The Cryosphere Discussion, Paper: 10.5194/egusphere-2024-2358
The manuscript of Lambert and Burgard analyzes the sensitivity of five different basal ice shelf melting parameterizations to an idealized warming of 1°C. The five analyzed basal melting parameterizations are widely used or discussed and differ in complexity. The parameterizations range from point-dependent approaches (quadratic function of the temperature difference between the ocean and local freezing point temperature) to horizontal extensions of models representing different aspects of the ice shelf pump overturning circulation (PICO and Plume model), vertically integrated models solving the Navier-Stokes equation in the upper mixed layer within the ice shelf cavities, to a neural network trained by model output form the cavity-resolving simulations with the NEMO ocean model.
The authors drive these parameterizations with an observational-inspired hydrographical distribution of ocean temperature and salinity, which replicate the main hydrographic conditions for different regions and their ice shelf types (warm vs. cold water ice shelves, for instance), and they retune these parameterizations to reproduce contemporary observational basal melting distributions – except for the neural network due to the limit data base. Afterward, the authors applied a temperature increase of 1°C to analyze how the melting rates change under such a warming. The control run and the warming are analyzed regarding the changes in the overall basal melting rate averages and how melting increases in deeper (ocean depth) parts compared to the overall and shallower ice shelf areas.
In addition to the distinct differences in terms of basal melting amplification due to the warming and the related spatial signatures, all parameterizations show the highest melting amplifications for the warm-water ice shelves located in the Amundsen Sea Embayment, intermediate sensitivities for some ice shelf groups, and a weak reaction to the warming for large cold-water ice shelves (e.g., FRIS, RIS).
It was a pleasure to read the well-structured and prepared manuscript. The figures are of high quality, necessary, and informative.
Various groups are working on the future evolution of the Antarctic Ice Sheet (AIS), where ocean-driven mass loss predominates, and basal melting of floating ice shelves accounts for about 40–66% of the ocean-driven ice mass loss (Rignot et al. 2013; Depoorter et al. 2013; Liu et al. 2015; Davison et al. 2023). Hence, this study is an important contribution to understanding how different basal melting parameterizations drive future mass loss. Therefore, this work is also highly relevant for studies addressing Antarctica’s sea level contribution in the coming centuries. Since the ocean-driven basal melting is central to the health of Antarctica, this work is also intriguing for the ice sheet modeling community and the coming Ice Sheet Modelling Intercomparison Project (ISMIP).

» **Supplied data**
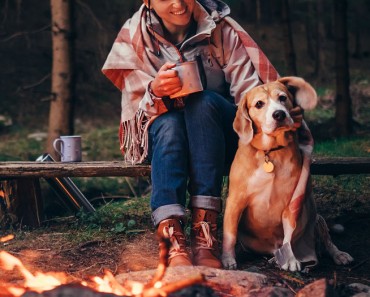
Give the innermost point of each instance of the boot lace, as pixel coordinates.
(176, 249)
(206, 241)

» **To do**
**1)** Rewrite the review of the basal melting manuscript, starting at "In addition to" and ending at "necessary, and informative.", replacing "weak" with "muted".
**2)** Continue the review of the basal melting manuscript from the point where it stops.

» **Task-by-task answers**
**1)**
In addition to the distinct differences in terms of basal melting amplification due to the warming and the related spatial signatures, all parameterizations show the highest melting amplifications for the warm-water ice shelves located in the Amundsen Sea Embayment, intermediate sensitivities for some ice shelf groups, and a muted reaction to the warming for large cold-water ice shelves (e.g., FRIS, RIS).
It was a pleasure to read the well-structured and prepared manuscript. The figures are of high quality, necessary, and informative.

**2)**
I recommend the publication of the manuscript after minor corrections.
General comments
The manuscript is well organized and written.
Your manuscript addresses the basal melting enhancement for increased ocean temperatures. Since it is often discussed whether a particular parameterization shows a linear or quadratic behavior for increased temperatures, I wish you could perform an analysis for a temperature rise greater than 1°C, such as 0.5°C or 2°C, add the related results, and indicate if those different parameterizations have a linear or quadratic behavior.
Have you considered including a linear parameterization in addition to the Quadratic parameterization? How would it behave compared to the other parameterizations listed in Section 2.2, Basal melt models (page 3)?
When it comes to the reference of the basal melting rate of (Paolo et al. 2023), I wish you could compare your reference with other estimates and how large the spread is because it would relate the found sensitivities of the analyzed parameterization to the uncertainty of current basal melting estimates, such as (Rignot et al. 2013; Depoorter et al. 2013; Liu et al. 2015; Davison et al. 2023).
You may recheck whether you use British or American English. I recognize mostly British English, but you use "e.g.," an American syntax. Please correct it.
Specific comments
Main document
Line 9/L 9: You may add: “… loss is mainly driven by amplified ocean-induced melting … .”
L 13: I'm unsure that "best" is meaningful here. You may rephrase it, e.g., " to as basal melt, is consistently simulated … ."
L 15: You may add: "… currently remain rare and computationally too expensive to run … ."
L 62: You may expend the sentence: “that mimics the overturning circulation in the cavity; known as ice-shelf pump (Lewis and Perkin 1986)“.
L 72: Do you think the three-equation model is linear with respect to the temperature forcing? If so, please consider modifying the sentence "commonly adopted 'thre-equations parameterization,' which is linear in the temperature forcing, and the overturning … ."
L 84: You may add some information about CDW to address a wider audience, e.g., “… a warm layer of Circumpolar Deep Water (CDW), which a temperature of ≥0°C.”
L 87: You may modify “The subsurface warm water mass … .”
L 88: Please delete “where possible”
L 90–91: I do not fully agree with the description of the water masses since the lowest temperature of HSSW corresponds to ocean water’s surface freezing point temperature (about -1.87°C). In contrast, the water mass that is supercooled in relation to the surface freezing point temperature is Ice Shelf Water (ISW). The interaction of the HSSW with the ice shelf base transforms it into ISW. Please clarify this point.
L 94: You may delete: “the exact values of”
L 95: I am unsure, but should it be "… division of the ice shelves between Cold and Cool, … ."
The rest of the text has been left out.